Aim of the task: Where the word "dresser" shows up in the entries below, please copy the whole line.

[Saved entries]
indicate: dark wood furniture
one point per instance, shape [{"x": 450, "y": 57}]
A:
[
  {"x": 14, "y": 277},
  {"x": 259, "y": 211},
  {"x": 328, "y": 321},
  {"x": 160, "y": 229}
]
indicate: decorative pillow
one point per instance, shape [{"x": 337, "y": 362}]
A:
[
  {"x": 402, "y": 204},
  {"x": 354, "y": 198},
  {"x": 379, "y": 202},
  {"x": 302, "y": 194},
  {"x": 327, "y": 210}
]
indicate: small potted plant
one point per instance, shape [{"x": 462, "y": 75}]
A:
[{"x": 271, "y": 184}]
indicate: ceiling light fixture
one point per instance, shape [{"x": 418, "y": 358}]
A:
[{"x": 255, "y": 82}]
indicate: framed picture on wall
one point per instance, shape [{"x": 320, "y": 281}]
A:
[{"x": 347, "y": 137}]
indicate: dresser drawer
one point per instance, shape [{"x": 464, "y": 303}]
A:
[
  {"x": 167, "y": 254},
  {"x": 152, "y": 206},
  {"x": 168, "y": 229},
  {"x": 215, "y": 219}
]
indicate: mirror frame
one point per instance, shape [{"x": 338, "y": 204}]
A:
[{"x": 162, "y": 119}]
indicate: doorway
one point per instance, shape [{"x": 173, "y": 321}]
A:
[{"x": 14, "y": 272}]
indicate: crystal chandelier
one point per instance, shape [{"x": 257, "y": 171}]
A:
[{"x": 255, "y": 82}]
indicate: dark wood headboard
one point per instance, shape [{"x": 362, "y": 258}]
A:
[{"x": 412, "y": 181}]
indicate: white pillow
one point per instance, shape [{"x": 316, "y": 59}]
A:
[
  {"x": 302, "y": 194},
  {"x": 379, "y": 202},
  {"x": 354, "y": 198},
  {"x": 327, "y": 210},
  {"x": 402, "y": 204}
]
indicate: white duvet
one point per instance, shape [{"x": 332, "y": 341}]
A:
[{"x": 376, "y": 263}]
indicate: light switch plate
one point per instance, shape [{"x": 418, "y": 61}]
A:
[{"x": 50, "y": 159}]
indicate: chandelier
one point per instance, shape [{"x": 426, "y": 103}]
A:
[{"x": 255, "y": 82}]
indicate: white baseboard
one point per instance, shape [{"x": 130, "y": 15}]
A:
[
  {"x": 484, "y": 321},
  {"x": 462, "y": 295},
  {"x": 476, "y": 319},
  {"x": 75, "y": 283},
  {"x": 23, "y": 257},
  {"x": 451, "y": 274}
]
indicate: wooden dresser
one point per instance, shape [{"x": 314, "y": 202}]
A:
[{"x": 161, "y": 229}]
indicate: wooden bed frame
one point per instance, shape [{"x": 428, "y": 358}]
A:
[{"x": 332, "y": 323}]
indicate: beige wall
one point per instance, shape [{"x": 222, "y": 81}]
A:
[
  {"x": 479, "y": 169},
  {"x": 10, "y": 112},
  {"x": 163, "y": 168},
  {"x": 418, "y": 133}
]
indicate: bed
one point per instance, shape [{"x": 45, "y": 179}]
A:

Answer section:
indicate: dresser drawer
indicate: wooden dresser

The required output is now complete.